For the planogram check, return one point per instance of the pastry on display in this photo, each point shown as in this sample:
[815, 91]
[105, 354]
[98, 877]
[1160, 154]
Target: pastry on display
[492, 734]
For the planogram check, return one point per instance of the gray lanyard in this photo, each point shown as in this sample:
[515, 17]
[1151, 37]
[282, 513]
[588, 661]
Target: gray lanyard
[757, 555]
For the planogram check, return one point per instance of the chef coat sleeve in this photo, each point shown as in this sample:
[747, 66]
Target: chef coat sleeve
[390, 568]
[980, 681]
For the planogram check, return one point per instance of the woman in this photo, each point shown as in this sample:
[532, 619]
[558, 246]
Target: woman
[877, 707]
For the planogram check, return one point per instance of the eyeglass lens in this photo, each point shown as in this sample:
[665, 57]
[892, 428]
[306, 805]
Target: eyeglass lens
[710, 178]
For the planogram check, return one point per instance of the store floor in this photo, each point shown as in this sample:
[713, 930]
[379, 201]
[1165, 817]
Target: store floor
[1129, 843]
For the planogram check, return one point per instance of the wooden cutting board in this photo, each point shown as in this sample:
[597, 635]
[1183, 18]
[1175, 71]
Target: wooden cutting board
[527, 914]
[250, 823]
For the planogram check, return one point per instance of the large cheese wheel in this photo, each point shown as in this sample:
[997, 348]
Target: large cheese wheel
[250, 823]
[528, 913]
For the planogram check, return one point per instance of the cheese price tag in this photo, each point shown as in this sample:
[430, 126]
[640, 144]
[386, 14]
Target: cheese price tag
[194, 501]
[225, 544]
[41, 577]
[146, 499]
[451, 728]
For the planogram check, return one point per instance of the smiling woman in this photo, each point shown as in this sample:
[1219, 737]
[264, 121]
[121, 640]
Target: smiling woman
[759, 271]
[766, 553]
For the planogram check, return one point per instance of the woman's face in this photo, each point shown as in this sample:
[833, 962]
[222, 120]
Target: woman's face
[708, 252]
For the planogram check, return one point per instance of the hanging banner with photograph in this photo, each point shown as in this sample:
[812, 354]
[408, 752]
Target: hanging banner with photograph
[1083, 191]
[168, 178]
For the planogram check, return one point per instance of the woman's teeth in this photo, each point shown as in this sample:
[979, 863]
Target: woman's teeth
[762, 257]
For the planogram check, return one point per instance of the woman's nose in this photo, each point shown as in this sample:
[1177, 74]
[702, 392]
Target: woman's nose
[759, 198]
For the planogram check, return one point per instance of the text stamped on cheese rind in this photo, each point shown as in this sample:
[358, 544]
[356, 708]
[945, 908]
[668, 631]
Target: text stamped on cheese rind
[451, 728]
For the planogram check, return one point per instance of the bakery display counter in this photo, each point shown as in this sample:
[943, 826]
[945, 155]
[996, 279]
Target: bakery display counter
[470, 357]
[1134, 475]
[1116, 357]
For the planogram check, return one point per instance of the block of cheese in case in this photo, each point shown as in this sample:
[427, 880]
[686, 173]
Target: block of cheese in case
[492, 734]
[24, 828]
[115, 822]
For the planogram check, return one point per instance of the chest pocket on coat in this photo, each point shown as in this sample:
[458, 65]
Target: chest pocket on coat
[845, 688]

**Task goal**
Copy the full listing word for word.

**Written answer**
For the planogram check, return one point per instance of the pastry on display in this photo, each point shown as in this sample:
[815, 91]
[105, 354]
[98, 877]
[1160, 154]
Target: pastry on display
[492, 734]
For the planogram check, return one point per instance of the gray lanyard in this photo, each point shown as in this sample:
[515, 17]
[1151, 37]
[282, 513]
[588, 661]
Target: gray lanyard
[757, 555]
For the planogram check, return one point per instance of the chef coat sleeve in this photo, each point shown as in this sample:
[747, 66]
Target: chef coat sleeve
[390, 568]
[980, 681]
For the planogram check, return one point per instance of the woman in this photo, each point shown as in this sample:
[532, 619]
[558, 246]
Target: woman
[877, 707]
For the planogram check, return one point per instance of the eyeglass lens in this photo, each point shown as in this sample:
[665, 57]
[892, 428]
[306, 805]
Target: eyeglass lens
[710, 178]
For the planogram check, return one point per instance of the store floor in this photo, each point shown as in this sample:
[713, 930]
[379, 201]
[1165, 817]
Target: store floor
[1129, 843]
For the planogram check, return one point per instance of the wooden cutting board in this photo, each point shown as in this sample:
[597, 635]
[1183, 18]
[1175, 71]
Target: wooden cutting board
[527, 914]
[250, 823]
For the planogram check, return one point per instance of the large cheese wheel in this photo, each point shown as in this sample:
[997, 348]
Target: large cheese wheel
[250, 823]
[528, 913]
For the planogram check, return one point per instance of the cheese price tag in this photo, each point shown as in this sample:
[430, 126]
[640, 144]
[386, 14]
Target: cheese price tag
[194, 501]
[225, 544]
[41, 577]
[146, 499]
[451, 728]
For the planogram check, return one point per instance of the smiling woman in this photo, each point shown as in this sample:
[1219, 737]
[264, 121]
[121, 640]
Target: smiling woman
[759, 271]
[766, 553]
For the planogram check, return one point per instance of the woman's face in this photo, each point shown as in this sample:
[833, 962]
[222, 120]
Target: woman's face
[708, 252]
For the planogram check, return one point per instance of the hanging banner with photograph in this photo, each point shown as in this sample:
[812, 354]
[408, 752]
Target: hanging banner with photograph
[1083, 191]
[168, 178]
For the planogram check, return one point per instance of the woman's teeth in this photo, each point shown as in this sample:
[979, 863]
Target: woman's teeth
[762, 257]
For the planogram check, return one point per instance of the woman's nose in this photo, each point shown as in this sample:
[1177, 74]
[702, 392]
Target: woman's nose
[759, 198]
For the planogram check, return one point per instance of the text stamped on cheese rind in this photo, each point shown as in this sample:
[358, 544]
[356, 708]
[945, 908]
[668, 631]
Target: text stamped on cheese rind
[451, 728]
For the planogram check, return one point per instance of the bakery display counter in this photo, each point shown as in this sample:
[943, 826]
[945, 155]
[996, 279]
Target: bakery display counter
[470, 357]
[1134, 475]
[1116, 357]
For the planogram check, return one point per instance of the block of cheese in case in this photo, each point shown as in this sample:
[427, 880]
[686, 173]
Target: block of cheese in case
[492, 734]
[24, 828]
[115, 822]
For the planogram check, return one point per instance of the chest pocket on coat in this photo, each point shown as in this sample:
[458, 65]
Target: chest pocket on coat
[845, 688]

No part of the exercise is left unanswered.